(Excerpts from a dataset)
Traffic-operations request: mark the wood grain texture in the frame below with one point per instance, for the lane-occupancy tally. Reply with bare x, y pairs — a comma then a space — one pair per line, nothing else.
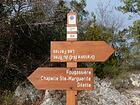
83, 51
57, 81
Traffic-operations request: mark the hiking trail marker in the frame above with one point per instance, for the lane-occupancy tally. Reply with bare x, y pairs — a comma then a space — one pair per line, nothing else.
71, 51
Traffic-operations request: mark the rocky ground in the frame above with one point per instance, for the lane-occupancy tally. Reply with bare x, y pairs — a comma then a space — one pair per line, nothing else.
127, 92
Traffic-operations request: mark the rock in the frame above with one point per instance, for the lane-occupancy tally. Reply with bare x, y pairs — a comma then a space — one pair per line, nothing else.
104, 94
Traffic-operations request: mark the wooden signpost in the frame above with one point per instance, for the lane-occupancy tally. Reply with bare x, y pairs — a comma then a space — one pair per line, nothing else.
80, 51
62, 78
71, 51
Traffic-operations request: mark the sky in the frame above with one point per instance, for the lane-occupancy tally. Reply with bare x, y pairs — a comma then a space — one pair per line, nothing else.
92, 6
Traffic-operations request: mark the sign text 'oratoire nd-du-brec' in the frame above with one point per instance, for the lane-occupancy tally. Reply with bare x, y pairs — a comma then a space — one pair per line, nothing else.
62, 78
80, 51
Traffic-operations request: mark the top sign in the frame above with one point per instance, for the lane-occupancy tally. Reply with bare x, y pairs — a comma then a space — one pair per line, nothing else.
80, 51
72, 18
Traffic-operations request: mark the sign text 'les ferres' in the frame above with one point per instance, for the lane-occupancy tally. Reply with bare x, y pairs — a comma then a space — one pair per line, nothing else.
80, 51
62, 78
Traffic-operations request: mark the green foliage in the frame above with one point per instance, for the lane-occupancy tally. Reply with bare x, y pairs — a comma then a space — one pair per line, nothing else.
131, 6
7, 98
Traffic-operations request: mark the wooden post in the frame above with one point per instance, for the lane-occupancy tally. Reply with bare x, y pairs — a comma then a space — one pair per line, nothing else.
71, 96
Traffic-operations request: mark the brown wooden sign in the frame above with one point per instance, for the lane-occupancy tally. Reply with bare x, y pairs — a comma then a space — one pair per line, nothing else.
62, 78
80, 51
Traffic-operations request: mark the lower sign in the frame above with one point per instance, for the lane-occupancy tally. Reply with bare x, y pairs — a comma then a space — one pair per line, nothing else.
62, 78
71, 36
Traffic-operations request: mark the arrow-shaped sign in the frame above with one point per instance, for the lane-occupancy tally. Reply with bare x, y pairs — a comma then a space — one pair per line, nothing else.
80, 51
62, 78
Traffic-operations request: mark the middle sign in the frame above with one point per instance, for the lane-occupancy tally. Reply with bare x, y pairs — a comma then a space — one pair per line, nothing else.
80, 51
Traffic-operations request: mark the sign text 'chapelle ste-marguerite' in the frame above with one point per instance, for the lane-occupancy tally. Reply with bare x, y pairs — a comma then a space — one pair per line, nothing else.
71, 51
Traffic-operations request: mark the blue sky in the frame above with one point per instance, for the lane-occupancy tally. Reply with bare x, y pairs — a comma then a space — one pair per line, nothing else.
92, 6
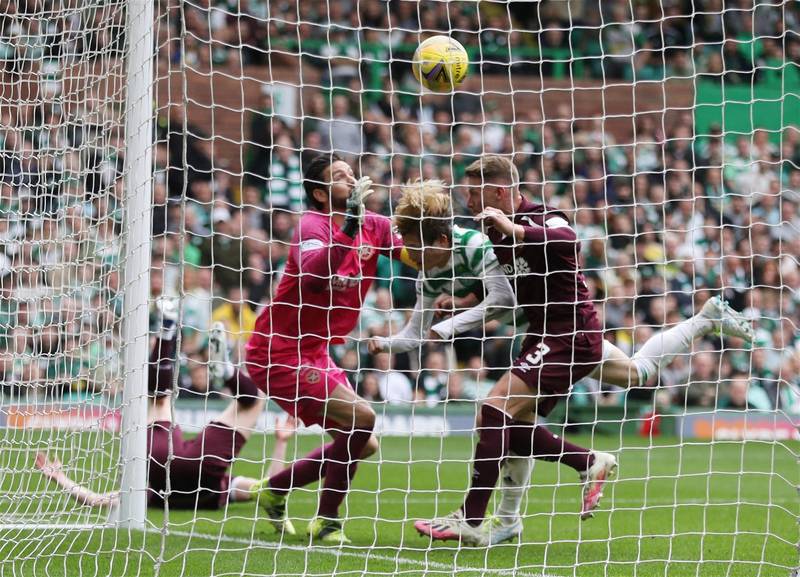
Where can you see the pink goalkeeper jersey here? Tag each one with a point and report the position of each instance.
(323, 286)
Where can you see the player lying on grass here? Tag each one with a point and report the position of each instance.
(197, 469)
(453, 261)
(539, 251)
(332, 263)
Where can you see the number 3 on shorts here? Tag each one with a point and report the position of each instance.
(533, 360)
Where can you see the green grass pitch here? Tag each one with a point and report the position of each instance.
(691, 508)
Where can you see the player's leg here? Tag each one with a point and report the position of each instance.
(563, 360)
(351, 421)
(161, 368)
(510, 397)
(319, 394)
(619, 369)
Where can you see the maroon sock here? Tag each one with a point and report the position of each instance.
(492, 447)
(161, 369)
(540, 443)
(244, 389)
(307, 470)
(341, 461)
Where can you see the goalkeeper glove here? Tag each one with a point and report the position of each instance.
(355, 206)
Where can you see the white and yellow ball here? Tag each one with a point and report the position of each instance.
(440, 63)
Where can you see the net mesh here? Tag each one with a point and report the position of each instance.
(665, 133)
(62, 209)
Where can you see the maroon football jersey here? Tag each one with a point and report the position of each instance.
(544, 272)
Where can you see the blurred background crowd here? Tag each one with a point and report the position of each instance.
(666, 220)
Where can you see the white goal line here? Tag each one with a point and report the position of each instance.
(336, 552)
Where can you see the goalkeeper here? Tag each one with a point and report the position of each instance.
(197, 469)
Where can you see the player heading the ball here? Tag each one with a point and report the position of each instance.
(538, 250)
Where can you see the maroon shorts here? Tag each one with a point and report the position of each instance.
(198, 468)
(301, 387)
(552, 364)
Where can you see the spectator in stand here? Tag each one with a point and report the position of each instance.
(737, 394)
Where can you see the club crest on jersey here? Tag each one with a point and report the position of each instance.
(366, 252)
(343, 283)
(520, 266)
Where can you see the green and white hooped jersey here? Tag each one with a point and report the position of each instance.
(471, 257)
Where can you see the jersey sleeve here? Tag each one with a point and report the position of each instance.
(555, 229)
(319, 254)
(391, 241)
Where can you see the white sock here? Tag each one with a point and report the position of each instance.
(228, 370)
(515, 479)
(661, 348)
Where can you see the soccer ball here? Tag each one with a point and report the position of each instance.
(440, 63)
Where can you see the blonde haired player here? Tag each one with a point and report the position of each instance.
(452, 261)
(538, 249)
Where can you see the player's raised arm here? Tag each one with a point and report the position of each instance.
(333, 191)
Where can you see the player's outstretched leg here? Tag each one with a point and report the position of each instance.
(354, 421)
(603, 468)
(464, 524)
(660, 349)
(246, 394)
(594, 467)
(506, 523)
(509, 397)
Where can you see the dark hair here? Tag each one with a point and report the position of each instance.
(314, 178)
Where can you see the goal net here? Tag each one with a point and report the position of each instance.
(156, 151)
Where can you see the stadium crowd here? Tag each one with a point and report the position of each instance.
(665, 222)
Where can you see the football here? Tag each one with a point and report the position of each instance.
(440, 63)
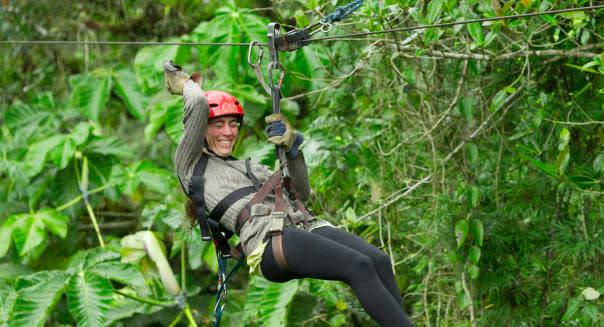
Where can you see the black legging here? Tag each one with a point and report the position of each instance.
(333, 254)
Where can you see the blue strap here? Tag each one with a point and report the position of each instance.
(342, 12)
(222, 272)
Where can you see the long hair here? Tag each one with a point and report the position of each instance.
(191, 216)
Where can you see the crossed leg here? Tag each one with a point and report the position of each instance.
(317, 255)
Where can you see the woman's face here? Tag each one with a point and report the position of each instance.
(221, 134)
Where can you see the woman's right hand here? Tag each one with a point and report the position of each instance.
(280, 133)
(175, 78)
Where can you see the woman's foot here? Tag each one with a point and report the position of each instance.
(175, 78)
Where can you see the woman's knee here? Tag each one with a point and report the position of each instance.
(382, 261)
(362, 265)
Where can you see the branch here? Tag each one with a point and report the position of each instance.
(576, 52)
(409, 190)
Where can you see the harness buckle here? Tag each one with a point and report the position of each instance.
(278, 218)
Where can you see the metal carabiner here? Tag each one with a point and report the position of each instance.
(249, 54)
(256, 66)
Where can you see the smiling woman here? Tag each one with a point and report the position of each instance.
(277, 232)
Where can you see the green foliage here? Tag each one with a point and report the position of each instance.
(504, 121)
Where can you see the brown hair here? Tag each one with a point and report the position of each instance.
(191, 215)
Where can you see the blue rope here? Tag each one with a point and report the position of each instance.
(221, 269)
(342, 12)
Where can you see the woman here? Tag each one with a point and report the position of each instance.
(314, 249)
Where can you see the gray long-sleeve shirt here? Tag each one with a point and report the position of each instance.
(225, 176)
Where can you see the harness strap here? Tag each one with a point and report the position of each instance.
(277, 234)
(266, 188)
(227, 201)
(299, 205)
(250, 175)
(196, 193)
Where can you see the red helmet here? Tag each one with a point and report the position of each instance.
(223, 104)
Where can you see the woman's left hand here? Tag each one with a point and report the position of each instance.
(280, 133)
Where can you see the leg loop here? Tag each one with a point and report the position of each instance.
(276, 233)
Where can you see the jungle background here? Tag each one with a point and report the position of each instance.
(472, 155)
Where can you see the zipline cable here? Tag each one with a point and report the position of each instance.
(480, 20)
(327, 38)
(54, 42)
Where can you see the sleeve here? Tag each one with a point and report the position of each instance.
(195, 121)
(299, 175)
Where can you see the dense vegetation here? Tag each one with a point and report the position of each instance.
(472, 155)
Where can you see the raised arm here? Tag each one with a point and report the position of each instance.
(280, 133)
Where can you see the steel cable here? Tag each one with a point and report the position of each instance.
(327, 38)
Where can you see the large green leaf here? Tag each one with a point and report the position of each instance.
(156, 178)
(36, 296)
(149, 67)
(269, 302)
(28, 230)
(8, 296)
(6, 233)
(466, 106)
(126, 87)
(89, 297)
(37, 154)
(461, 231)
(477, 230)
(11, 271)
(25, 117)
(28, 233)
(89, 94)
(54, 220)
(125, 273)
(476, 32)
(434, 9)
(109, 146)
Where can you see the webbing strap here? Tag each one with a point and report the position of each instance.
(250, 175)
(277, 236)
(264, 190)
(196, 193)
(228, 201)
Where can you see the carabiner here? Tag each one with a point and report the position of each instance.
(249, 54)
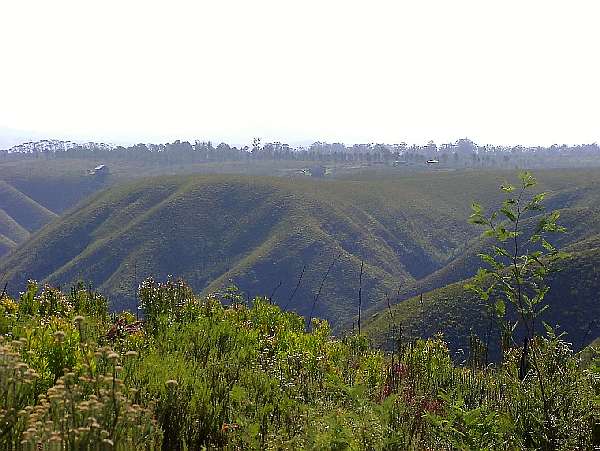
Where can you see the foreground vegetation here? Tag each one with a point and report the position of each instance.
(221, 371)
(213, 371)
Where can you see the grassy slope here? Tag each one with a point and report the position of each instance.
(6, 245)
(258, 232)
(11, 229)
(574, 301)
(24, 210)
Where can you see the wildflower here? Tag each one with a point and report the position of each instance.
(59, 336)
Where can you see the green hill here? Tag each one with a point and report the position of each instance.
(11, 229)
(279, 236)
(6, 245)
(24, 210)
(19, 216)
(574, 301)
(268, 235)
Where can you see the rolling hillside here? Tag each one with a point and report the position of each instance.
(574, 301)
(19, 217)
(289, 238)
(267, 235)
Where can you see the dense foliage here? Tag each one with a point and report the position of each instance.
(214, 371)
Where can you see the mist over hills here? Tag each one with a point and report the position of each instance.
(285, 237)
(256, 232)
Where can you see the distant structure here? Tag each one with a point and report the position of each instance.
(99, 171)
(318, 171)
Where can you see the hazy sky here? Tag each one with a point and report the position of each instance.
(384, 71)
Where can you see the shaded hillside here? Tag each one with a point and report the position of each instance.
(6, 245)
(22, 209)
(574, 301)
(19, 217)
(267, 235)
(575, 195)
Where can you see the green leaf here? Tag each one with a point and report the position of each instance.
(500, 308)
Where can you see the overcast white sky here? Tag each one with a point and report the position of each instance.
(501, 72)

▶ _What needs to be done_
Every line from the one that contains "Where can you see the distant" down to and including the last line of the records above must be set down exactly, with nothing else.

▶ _Response to the exercise_
Where can you see the distant structure here? Tag each one with a point and report the position of each instance.
(99, 171)
(318, 171)
Where can you see the hazy sky here? Tag each one with a point and report the position of each instance.
(384, 71)
Where can you see the shaded hillside here? Tag each one with a point and report the position of each instance.
(6, 245)
(22, 209)
(574, 301)
(19, 217)
(267, 235)
(575, 195)
Where can you see the green leaf here? Tag each one with a point and report the position of each instance.
(500, 308)
Where can you see the overcast white sky here? Tag each one with a point and report the position of each instance.
(501, 72)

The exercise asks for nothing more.